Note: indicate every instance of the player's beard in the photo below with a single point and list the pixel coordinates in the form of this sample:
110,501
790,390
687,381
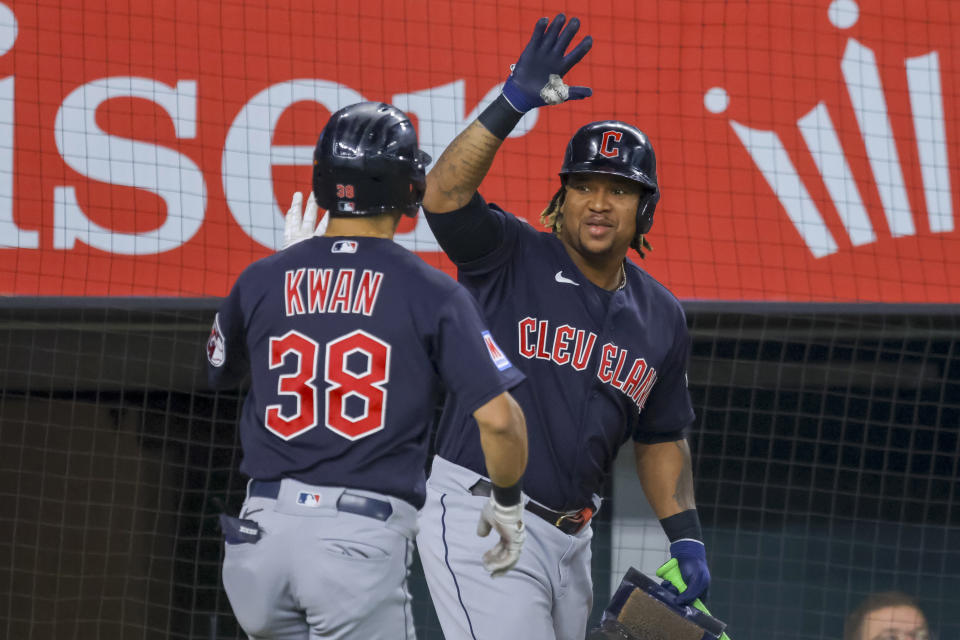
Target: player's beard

______________________________

• Required task: Rewrite the records above, swapping "player's beard" for "goalkeeper's gloves" everywhere and keeping the rest unchanged. Leave out the pictures.

• Result:
Note: indicate every instance of the goalkeeper's gloves in the photo below with a single point and list the pixel coordinates in the form of this sample:
110,501
790,390
687,381
Target: goalkeeper's gloves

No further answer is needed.